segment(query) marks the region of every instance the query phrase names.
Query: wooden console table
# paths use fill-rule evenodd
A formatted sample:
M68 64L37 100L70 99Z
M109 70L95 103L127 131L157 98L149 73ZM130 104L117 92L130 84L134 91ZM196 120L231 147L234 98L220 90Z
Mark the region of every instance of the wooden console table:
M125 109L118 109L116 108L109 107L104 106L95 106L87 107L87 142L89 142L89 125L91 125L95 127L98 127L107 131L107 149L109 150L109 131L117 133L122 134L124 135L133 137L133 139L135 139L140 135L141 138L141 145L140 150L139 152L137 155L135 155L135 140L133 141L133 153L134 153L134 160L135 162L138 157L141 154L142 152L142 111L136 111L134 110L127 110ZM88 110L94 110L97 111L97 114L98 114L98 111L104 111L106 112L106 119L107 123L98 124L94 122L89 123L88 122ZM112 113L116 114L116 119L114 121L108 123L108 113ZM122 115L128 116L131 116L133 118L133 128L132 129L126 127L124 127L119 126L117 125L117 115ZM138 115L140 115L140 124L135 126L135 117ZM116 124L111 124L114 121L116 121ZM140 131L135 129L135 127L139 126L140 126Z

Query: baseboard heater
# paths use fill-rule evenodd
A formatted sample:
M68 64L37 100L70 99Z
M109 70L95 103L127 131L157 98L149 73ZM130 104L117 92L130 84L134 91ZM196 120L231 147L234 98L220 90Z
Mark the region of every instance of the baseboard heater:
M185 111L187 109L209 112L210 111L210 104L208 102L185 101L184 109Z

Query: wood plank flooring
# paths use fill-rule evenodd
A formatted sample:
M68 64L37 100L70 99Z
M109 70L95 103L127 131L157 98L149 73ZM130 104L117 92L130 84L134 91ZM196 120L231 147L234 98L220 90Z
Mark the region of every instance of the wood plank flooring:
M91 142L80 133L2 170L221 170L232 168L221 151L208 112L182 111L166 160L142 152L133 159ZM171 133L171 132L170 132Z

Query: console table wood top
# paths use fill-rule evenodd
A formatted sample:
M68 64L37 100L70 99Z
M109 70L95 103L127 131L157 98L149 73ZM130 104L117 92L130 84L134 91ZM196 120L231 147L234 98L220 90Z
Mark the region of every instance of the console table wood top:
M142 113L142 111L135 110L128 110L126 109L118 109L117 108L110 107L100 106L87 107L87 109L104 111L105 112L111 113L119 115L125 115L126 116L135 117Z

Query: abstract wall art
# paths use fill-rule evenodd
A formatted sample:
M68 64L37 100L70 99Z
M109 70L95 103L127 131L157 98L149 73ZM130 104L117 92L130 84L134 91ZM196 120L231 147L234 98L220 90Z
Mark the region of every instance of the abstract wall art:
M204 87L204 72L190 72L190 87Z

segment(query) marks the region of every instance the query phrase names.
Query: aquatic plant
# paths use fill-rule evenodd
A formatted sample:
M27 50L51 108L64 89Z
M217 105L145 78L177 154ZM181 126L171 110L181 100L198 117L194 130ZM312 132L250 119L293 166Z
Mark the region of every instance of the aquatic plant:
+++
Copy all of the items above line for line, changing nothing.

◆ **Completed task**:
segment(query) marks the region of every instance the query phrase names.
Query: wooden console table
# paths use fill-rule evenodd
A formatted sample:
M68 64L37 100L70 99Z
M109 70L95 103L127 131L157 98L149 73ZM130 104L117 92L130 84L134 91ZM196 120L231 147L234 98L220 90Z
Mark the region of every instance of the wooden console table:
M125 109L118 109L116 108L109 107L104 106L95 106L87 107L87 142L89 142L89 125L91 125L95 127L98 127L107 131L107 149L109 150L109 131L117 133L122 134L124 135L133 137L133 139L135 139L140 135L141 138L141 145L140 150L139 152L137 155L135 155L135 140L133 141L133 153L134 153L134 160L135 162L138 157L141 154L142 152L142 111L136 111L134 110L127 110ZM88 110L94 110L97 111L97 114L98 114L98 111L104 111L106 112L106 119L107 123L98 124L94 122L89 123L88 122ZM112 113L116 114L116 119L114 121L108 123L108 113ZM122 115L128 116L131 116L133 118L133 128L132 129L126 127L124 127L119 126L117 125L117 115ZM138 115L140 115L140 124L135 126L135 117ZM116 124L111 124L114 121L116 121ZM140 131L135 129L135 127L139 126L140 126Z

Query: baseboard heater
# paths use fill-rule evenodd
A formatted sample:
M68 64L37 100L70 99Z
M109 70L95 103L127 131L157 98L149 73ZM130 104L117 92L130 84L134 91ZM196 120L231 147L234 98L220 90Z
Mark the region of every instance of the baseboard heater:
M185 111L187 109L209 112L210 111L210 104L208 102L185 101L184 109Z

Query: wood plank flooring
# paths use fill-rule evenodd
A formatted sample:
M68 64L37 100L70 99Z
M109 70L95 103L127 131L157 98L149 73ZM130 104L117 92L130 84L134 91ZM196 120L231 147L234 98L220 90Z
Mark the region of every instance of the wood plank flooring:
M91 142L80 133L2 170L221 170L232 168L221 151L208 112L182 111L166 160L142 152L133 159ZM171 133L171 132L170 132Z

Query: console table wood top
# paths use fill-rule evenodd
A formatted sample:
M68 64L37 100L70 99Z
M109 70L95 103L127 131L157 98L149 73ZM130 104L117 92L130 84L134 91ZM196 120L231 147L234 98L220 90Z
Mark the region of every instance of the console table wood top:
M142 113L142 111L135 110L128 110L126 109L118 109L117 108L110 107L100 106L87 107L87 109L104 111L105 112L111 113L119 115L125 115L126 116L135 117Z

Query: abstract wall art
# paths use fill-rule evenodd
A formatted sample:
M68 64L37 100L70 99Z
M109 70L95 103L127 131L157 98L149 73ZM130 104L117 92L130 84L134 91ZM196 120L231 147L234 98L220 90Z
Mark the region of every instance of the abstract wall art:
M204 87L204 72L190 72L190 87Z

segment(query) marks the region of every instance the query phrase names.
Query: aquatic plant
# paths use fill-rule evenodd
A formatted sample:
M27 50L51 108L64 89Z
M217 105L145 78L177 154ZM181 126L171 110L181 100L198 117L194 130ZM312 132L250 119L293 166Z
Mark the region of every instance of the aquatic plant:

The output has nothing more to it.